### EXERCISE GOAL
Please print each line of the records below without any changes, leaving out the pictures.

[Records pointing to objects in photos]
>>>>

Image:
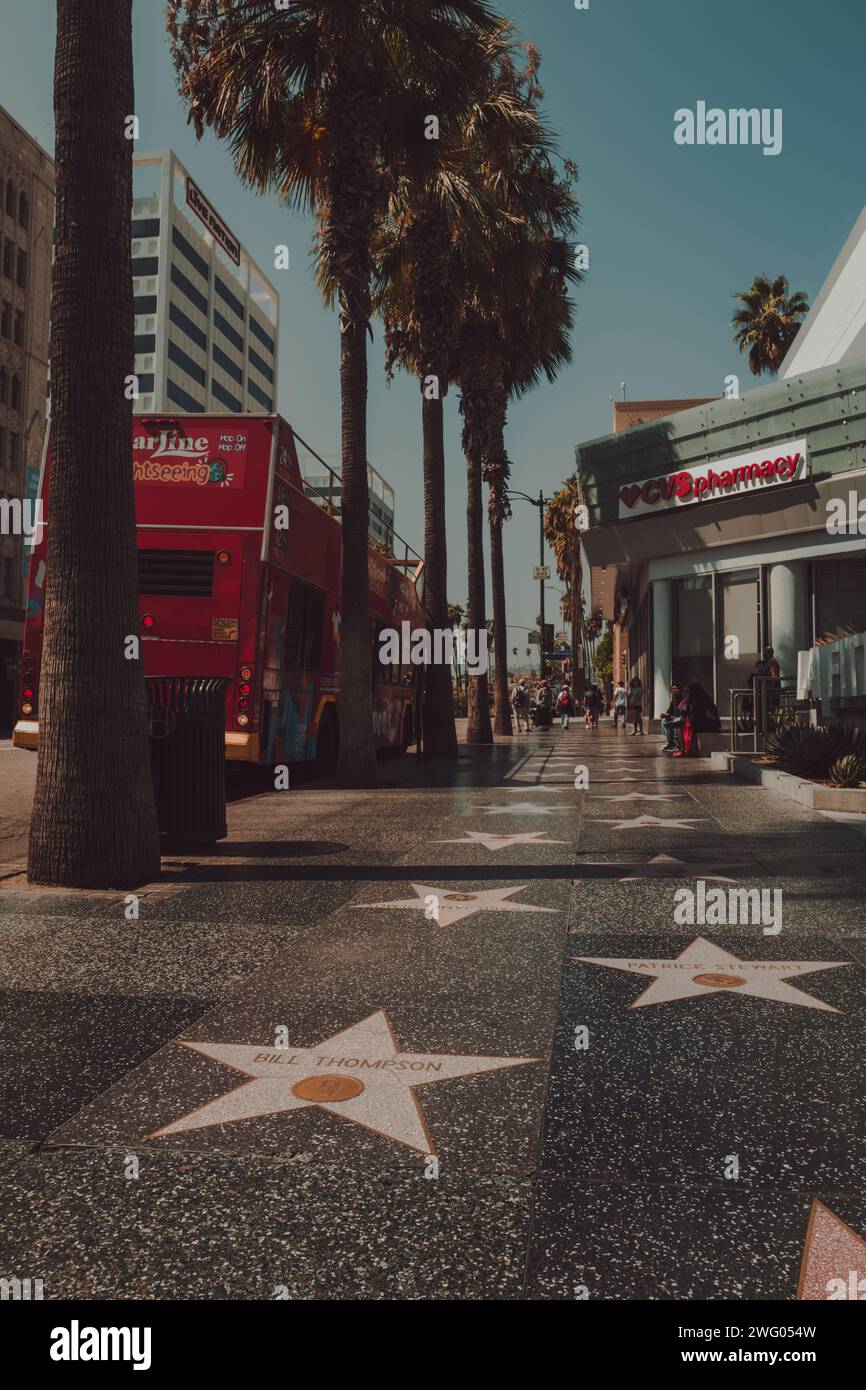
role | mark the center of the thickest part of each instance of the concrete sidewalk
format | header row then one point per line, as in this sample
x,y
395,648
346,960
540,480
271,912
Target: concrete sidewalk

<<<<

### COMPLETE OUTPUT
Image:
role | mark the center of the thickest part of each instance of the concrete sidewalk
format | header row then one point per line, as in this sample
x,y
395,648
346,960
540,480
271,912
Target: concrete sidewalk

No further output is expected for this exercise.